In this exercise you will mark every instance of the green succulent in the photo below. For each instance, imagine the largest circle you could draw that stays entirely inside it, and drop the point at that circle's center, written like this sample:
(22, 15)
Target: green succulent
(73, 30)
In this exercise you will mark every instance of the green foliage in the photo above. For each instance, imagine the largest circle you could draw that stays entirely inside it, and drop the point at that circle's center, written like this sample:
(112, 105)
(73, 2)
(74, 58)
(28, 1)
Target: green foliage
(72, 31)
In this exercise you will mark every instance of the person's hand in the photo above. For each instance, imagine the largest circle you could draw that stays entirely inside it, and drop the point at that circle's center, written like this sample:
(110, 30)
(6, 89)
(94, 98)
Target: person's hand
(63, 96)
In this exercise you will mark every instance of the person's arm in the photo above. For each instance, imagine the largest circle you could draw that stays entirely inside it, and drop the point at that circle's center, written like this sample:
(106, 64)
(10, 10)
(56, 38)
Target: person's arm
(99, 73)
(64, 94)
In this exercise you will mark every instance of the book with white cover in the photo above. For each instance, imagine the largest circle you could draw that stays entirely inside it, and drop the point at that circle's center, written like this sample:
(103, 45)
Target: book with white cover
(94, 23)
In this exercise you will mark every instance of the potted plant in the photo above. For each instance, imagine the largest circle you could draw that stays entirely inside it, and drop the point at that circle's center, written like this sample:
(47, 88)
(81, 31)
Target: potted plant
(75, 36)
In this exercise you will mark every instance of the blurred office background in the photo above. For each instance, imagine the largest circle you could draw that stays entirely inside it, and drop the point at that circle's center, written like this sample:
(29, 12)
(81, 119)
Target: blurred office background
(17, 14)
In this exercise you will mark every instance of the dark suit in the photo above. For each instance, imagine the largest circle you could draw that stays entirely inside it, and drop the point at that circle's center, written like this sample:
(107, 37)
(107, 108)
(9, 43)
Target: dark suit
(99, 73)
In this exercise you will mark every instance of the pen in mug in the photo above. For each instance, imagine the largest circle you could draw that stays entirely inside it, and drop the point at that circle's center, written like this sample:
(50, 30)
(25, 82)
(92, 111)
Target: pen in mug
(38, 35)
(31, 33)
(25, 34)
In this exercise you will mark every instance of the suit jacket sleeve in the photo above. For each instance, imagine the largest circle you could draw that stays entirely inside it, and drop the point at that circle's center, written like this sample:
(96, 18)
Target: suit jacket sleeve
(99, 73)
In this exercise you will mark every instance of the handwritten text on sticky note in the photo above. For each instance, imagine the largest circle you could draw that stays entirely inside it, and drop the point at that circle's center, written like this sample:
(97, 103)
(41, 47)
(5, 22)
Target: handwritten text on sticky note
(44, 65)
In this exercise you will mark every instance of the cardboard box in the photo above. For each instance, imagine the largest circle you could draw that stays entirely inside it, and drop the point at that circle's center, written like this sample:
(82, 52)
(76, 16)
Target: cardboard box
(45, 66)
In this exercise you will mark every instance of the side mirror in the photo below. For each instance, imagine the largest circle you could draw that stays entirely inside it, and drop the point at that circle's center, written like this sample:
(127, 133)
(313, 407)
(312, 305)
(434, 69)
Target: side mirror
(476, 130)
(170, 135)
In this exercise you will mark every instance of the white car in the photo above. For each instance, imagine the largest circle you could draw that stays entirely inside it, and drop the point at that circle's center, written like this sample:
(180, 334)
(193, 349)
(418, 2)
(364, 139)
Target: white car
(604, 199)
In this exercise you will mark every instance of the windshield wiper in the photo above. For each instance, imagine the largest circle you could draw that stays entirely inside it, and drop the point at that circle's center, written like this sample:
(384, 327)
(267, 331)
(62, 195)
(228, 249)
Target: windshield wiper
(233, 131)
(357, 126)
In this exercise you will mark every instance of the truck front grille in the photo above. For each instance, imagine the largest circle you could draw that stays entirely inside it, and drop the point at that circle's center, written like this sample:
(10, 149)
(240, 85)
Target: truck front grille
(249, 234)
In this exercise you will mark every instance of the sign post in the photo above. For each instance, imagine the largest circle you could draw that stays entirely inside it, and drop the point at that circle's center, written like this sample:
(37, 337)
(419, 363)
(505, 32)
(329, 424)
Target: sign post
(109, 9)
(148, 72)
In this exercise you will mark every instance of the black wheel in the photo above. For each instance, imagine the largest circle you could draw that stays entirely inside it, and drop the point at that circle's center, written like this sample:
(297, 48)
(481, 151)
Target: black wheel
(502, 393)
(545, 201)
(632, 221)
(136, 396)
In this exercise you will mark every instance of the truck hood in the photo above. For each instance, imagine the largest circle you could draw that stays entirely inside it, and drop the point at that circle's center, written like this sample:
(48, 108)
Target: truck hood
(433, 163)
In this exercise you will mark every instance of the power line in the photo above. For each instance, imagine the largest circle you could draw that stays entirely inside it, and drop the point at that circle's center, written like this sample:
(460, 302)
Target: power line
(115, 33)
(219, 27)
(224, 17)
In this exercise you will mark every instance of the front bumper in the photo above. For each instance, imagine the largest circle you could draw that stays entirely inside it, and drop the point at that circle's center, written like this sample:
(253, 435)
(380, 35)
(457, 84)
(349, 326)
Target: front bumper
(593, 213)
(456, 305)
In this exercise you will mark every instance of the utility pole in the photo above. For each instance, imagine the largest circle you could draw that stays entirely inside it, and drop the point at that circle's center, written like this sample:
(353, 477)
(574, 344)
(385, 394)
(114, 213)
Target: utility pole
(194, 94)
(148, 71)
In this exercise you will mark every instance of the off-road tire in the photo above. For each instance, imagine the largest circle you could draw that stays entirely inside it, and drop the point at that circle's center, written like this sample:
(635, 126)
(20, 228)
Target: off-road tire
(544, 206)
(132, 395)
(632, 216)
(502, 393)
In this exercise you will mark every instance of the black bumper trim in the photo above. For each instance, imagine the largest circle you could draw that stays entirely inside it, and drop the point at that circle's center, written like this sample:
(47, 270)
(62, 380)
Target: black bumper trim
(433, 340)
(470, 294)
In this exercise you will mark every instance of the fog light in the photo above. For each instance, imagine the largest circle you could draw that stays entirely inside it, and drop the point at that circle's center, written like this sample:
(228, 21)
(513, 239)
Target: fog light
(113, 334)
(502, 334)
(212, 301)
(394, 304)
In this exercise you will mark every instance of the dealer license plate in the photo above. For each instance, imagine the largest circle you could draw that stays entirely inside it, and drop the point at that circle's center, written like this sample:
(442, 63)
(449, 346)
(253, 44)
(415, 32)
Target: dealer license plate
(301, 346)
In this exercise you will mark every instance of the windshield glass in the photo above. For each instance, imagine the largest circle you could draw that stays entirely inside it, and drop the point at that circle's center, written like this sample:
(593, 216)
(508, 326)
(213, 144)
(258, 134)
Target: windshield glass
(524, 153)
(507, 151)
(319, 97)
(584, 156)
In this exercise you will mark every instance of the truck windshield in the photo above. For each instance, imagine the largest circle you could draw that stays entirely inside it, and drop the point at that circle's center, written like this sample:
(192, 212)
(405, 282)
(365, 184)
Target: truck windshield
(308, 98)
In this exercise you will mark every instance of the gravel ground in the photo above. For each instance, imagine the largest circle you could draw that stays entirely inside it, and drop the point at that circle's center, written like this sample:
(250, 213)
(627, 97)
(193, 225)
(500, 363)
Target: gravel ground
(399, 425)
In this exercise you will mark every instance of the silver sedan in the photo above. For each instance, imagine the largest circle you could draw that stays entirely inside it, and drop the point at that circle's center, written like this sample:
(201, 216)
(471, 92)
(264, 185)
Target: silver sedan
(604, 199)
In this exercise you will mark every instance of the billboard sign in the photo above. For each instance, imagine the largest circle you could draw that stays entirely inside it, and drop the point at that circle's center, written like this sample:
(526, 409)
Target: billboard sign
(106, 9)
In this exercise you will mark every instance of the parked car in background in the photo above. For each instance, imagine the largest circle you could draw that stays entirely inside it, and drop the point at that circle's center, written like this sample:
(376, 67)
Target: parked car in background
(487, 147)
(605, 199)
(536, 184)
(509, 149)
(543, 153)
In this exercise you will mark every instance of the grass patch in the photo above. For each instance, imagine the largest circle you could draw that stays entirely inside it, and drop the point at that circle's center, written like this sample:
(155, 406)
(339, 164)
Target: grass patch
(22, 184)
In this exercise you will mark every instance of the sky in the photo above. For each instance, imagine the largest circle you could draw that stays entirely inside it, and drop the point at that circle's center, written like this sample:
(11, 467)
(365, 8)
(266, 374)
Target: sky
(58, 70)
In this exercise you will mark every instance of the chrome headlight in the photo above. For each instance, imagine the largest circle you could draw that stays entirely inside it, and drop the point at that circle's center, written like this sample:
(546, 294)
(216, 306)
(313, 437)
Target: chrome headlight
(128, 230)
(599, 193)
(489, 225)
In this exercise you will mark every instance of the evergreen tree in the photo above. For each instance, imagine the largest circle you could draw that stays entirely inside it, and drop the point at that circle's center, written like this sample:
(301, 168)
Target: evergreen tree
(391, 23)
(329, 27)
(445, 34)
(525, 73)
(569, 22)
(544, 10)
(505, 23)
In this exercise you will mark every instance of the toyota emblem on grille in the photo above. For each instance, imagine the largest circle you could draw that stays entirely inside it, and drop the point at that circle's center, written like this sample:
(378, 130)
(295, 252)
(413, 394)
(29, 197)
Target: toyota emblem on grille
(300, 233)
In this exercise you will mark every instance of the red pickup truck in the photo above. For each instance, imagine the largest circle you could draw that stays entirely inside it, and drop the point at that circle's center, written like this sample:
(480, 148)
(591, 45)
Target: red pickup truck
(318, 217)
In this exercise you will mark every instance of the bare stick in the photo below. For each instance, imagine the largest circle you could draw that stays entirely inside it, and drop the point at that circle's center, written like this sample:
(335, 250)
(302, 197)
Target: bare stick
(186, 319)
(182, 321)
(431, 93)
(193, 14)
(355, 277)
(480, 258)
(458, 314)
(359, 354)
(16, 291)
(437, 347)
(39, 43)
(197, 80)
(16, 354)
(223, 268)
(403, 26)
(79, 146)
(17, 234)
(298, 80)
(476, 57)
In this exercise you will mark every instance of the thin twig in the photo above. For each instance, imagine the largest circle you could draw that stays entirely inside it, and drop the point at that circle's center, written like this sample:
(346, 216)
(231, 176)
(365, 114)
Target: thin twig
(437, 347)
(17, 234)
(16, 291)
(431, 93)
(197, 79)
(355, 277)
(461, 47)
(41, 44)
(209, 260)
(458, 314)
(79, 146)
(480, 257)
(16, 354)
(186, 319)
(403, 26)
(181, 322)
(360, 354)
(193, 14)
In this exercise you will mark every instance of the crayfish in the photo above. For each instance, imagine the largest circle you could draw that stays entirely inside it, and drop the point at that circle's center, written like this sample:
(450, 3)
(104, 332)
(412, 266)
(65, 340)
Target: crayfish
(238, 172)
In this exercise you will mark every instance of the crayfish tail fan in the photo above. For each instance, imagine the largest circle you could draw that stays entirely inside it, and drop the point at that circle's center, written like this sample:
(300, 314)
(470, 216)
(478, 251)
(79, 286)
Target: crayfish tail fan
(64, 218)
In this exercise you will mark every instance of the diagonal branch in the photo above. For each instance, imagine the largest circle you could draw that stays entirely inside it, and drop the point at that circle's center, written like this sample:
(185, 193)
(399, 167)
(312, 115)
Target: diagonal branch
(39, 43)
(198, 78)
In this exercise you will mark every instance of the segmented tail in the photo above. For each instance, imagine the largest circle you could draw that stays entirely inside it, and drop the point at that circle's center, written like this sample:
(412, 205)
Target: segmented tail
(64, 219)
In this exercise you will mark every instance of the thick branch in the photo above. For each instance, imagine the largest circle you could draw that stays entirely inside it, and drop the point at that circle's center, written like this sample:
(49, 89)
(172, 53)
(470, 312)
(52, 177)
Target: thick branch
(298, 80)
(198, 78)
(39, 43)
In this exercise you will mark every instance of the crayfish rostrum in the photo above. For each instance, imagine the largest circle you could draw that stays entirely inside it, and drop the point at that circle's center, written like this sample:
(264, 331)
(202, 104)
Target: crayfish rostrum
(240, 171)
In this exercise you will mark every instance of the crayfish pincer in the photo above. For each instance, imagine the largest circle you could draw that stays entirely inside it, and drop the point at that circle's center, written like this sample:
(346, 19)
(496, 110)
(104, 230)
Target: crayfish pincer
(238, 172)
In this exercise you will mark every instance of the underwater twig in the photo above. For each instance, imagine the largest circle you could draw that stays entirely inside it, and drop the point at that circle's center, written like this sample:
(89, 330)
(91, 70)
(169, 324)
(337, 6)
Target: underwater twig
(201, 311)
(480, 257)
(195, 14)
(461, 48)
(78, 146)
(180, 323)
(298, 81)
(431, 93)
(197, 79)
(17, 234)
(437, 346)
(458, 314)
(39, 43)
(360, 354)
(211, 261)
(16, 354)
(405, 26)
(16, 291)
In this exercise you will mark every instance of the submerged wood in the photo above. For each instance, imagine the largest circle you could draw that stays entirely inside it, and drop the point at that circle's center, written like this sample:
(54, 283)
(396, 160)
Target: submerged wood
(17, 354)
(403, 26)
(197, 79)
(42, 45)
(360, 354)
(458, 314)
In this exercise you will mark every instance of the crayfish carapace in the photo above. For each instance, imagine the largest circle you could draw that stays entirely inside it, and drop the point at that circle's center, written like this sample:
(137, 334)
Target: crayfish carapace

::::::::::

Task item ->
Check each line of the listing above. Copy the ones with the word "carapace".

Your solution ->
In this exercise you will mark every instance of the crayfish carapace in the photo above. For each instance, imagine the largest circle you could draw that stays entirely inside it, and drop the point at that circle's center, written like this sample:
Target: crayfish carapace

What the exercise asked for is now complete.